====== Excerto do texto

Sofisticar a linguagem legal para comprovar que distorcer a lei e incumprir a Constituição está certo – esta foi a prática comum de inúmeros políticos para justificar gastos milionários, impor medidas ditatoriais e conduzir ao colapso de muitas instituições durante a pandemia.
O objectivo do texto seguinte é, com a luz dos dados, demonstrar como estiveram errados. Primeiro as fontes do conhecimento. É preciso ter dados para depois perceber o que se está a afirmar.
A Pordata é uma plataforma de dados disponível a todos os cidadãos portugueses e internacionais, tal como o Euromomo, permitindo colher informação que temos por clara, impoluta e livre. Alguns têm sido colocados em morte aparente desde que houve polémica política na gestão da saúde.

============
====== Excertos de dados

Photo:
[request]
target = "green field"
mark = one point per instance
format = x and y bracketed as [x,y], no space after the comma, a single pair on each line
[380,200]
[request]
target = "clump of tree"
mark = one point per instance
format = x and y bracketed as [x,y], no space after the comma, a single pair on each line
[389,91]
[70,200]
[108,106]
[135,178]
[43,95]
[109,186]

============

Instrução de trabalho: Copie do texto sobre a pandemia o trecho que vai de "O objectivo do" até "gestão da saúde.".

Resposta ao exercício:
O objectivo do texto seguinte é, com a luz dos dados, demonstrar como estiveram errados. Primeiro as fontes do conhecimento. É preciso ter dados para depois perceber o que se está a afirmar.
A Pordata é uma plataforma de dados disponível a todos os cidadãos portugueses e internacionais, tal como o Euromomo, permitindo colher informação que temos por clara, impoluta e livre. Alguns têm sido colocados em morte aparente desde que houve polémica política na gestão da saúde.